Spike–wave discharges (SWDs) in electroencephalography (EEG) are critical biomarkers for diagnosing and monitoring epileptic disorders, particularly absence seizures. Accurate classification of SWDs remains challenging due to their non-stationary, transient, and highly variable time–frequency characteristics. This study proposes a Short-Time Fourier Transform (STFT)-based time–frequency feature extraction framework for automated EEG spike–wave discharge classification. The framework integrates signal preprocessing, STFT-based spectral decomposition, feature engineering, and machine learning-based classification to enhance discriminative performance.

Unlike traditional time-domain or frequency-domain approaches, the proposed method captures localized spectral dynamics, enabling robust representation of transient epileptiform activity. The methodology is conceptually aligned with synchronization and nonlinear EEG behavior studies as highlighted in prior research (Quiroga et al., 2002). Comparative insights from literature demonstrate that time–frequency methods outperform conventional feature extraction techniques in epileptic EEG classification tasks (Tzallas et al., 2009; Martinez-Vargas et al., 2011).
# # # # #
● **Task item A**: Render this sentence from the passage on EEG spike–wave discharge classification into Spanish: "Accurate classification of SWDs remains challenging due to their non-stationary, transient, and highly variable time–frequency characteristics."
● **Task item B**: From the passage on EEG spike–wave discharge classification, quote the part that opens with the words containing "Unlike traditional time-domain" and closes with "et al., 2011).".

● **Data below**:
# # # # #
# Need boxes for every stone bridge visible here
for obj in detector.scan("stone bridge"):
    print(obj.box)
# # # # #
● **Worked solution A**: La clasificación precisa de las SWD sigue siendo difícil debido a sus características de tiempo-frecuencia no estacionarias, transitorias y muy variables.

● **Worked solution B**:
Unlike traditional time-domain or frequency-domain approaches, the proposed method captures localized spectral dynamics, enabling robust representation of transient epileptiform activity. The methodology is conceptually aligned with synchronization and nonlinear EEG behavior studies as highlighted in prior research (Quiroga et al., 2002). Comparative insights from literature demonstrate that time–frequency methods outperform conventional feature extraction techniques in epileptic EEG classification tasks (Tzallas et al., 2009; Martinez-Vargas et al., 2011).